◆ **SOURCE TEXT**
################
[HN Gopher] Millions of Tiny Databases [pdf]
       ___________________________________________________________________
        
       Millions of Tiny Databases [pdf]
        
       Author : aratno
       Score  : 80 points
       Date   : 2020-02-14 19:02 UTC (3 hours ago)
        
 (HTM) web link (assets.amazon.science)
 (TXT) w3m dump (assets.amazon.science)
        
       | vimota wrote:
       | Tangentially related, BigQuery uses a similar usage-based
       | approach to place and replicate data in a manner that's likely to
       | be available for users:
       | 
       | https://cloud.google.com/blog/products/data-analytics/how-bi...
        
       | ignoramous wrote:
       | Abstract at: https://www.amazon.science/publications/millions-of-
       | tiny-dat...
################
◆ **DATA**
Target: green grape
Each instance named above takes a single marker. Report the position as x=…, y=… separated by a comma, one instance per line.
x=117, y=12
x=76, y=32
################
◆ **PROBLEMS TO WORK ON**
1: In the Hacker News thread about "Millions of Tiny Databases," what does vimota say BigQuery uses a similar usage-based approach to do?
2: Continue the Hacker News thread about "Millions of Tiny Databases" from its last comment onward.

◆ **OUTPUTS BY TASK**
1: To place and replicate data in a manner that's likely to be available for users.

2:
       | 
       | > _...Physalia is a transactional key-value store, optimized for
       | use in large-scale cloud control planes, which takes advantage of
       | knowledge of transaction patterns and infrastructure design to
       | offer both high availability and strong consistency to millions
       | of clients. Physalia uses its knowledge of data center topology
       | to place data where it is most likely to be available. Instead of
       | being highly available for all keys to all clients, Physalia
       | focuses on being extremely available for only the keys it knows
       | each client needs, from the perspective of that client._
       | 
       | > _...We believe that the same patterns, and approach to design,
       | are widely applicable to distributed systems problems like
       | control planes,configuration management, and service discovery._
       | 
       | It'd be interesting to constrast this approach with Route53's or
       | IAM's datastore which need to be globally-replicated with time-
       | bounded eventually-consistent reads, and transactional but
       | verifiable writes.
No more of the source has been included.